Could you rewrite the listing below with every "pants" changed to "trousers", keeping everything else the same and leaving out the pictures?

::::::::

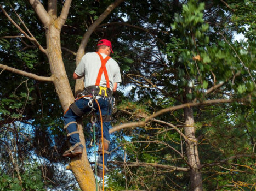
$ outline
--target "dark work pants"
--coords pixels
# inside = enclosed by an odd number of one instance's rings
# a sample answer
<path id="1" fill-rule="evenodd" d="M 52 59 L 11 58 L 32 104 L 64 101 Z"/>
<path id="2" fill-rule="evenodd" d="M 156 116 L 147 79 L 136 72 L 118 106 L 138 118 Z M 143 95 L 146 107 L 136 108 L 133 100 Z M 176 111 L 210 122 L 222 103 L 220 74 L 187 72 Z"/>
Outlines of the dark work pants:
<path id="1" fill-rule="evenodd" d="M 110 104 L 110 100 L 109 98 L 101 97 L 97 99 L 98 102 L 100 105 L 100 111 L 101 111 L 101 115 L 110 115 L 111 114 L 111 105 Z M 81 98 L 76 101 L 75 103 L 76 105 L 81 109 L 84 113 L 89 112 L 91 111 L 92 108 L 88 107 L 88 102 L 89 102 L 89 99 Z M 93 106 L 96 109 L 96 114 L 98 116 L 100 115 L 100 110 L 98 106 L 96 101 L 94 101 Z M 70 108 L 69 110 L 66 112 L 64 115 L 64 125 L 66 125 L 67 123 L 72 122 L 76 121 L 78 119 L 79 116 L 77 116 Z M 110 127 L 110 122 L 103 122 L 103 136 L 108 141 L 110 141 L 110 138 L 109 133 L 109 127 Z M 100 133 L 100 137 L 101 136 L 101 128 L 100 125 L 100 121 L 97 122 L 97 126 L 99 128 L 99 132 Z M 70 124 L 67 127 L 67 132 L 70 133 L 76 131 L 77 127 L 76 124 L 72 123 Z M 79 137 L 79 133 L 76 133 L 70 136 L 70 142 L 72 146 L 74 145 L 75 144 L 80 142 L 80 138 Z M 110 145 L 109 146 L 109 151 L 110 148 Z M 107 162 L 109 154 L 104 153 L 104 165 L 107 166 Z M 99 159 L 99 163 L 102 164 L 102 156 L 101 154 L 100 156 Z"/>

::::::::

FULL OUTPUT
$ outline
--target "dark work trousers"
--coords pixels
# inside = enclosed by an odd number of one instance's rings
# a sample answer
<path id="1" fill-rule="evenodd" d="M 52 59 L 11 58 L 32 104 L 64 101 Z"/>
<path id="2" fill-rule="evenodd" d="M 156 116 L 147 79 L 136 72 L 118 106 L 138 118 Z M 143 95 L 146 107 L 136 108 L 133 100 Z M 176 111 L 210 122 L 222 103 L 220 74 L 187 72 Z"/>
Outlines of the dark work trousers:
<path id="1" fill-rule="evenodd" d="M 110 104 L 110 100 L 109 98 L 101 97 L 97 99 L 98 102 L 100 105 L 100 111 L 101 111 L 101 115 L 110 115 L 111 114 L 111 105 Z M 81 98 L 76 101 L 75 103 L 76 105 L 81 109 L 84 113 L 89 112 L 91 111 L 92 108 L 88 107 L 88 102 L 89 102 L 89 99 Z M 93 106 L 96 109 L 96 114 L 98 116 L 100 115 L 100 110 L 98 106 L 96 101 L 94 101 Z M 70 108 L 69 110 L 66 112 L 64 115 L 64 125 L 66 125 L 67 123 L 72 122 L 76 121 L 78 119 L 79 116 L 77 116 Z M 110 127 L 110 122 L 103 122 L 103 136 L 108 141 L 110 141 L 110 138 L 109 133 L 109 127 Z M 100 133 L 100 137 L 101 136 L 101 128 L 100 125 L 100 121 L 97 122 L 97 126 L 99 128 L 99 132 Z M 70 124 L 67 127 L 67 132 L 70 133 L 76 131 L 77 127 L 76 124 L 72 123 Z M 79 137 L 79 133 L 76 133 L 70 136 L 70 142 L 72 146 L 74 145 L 75 144 L 80 142 L 80 138 Z M 110 145 L 109 146 L 109 151 L 110 148 Z M 107 162 L 109 154 L 104 153 L 104 165 L 107 166 Z M 99 159 L 99 163 L 102 164 L 102 156 L 101 154 L 100 156 Z"/>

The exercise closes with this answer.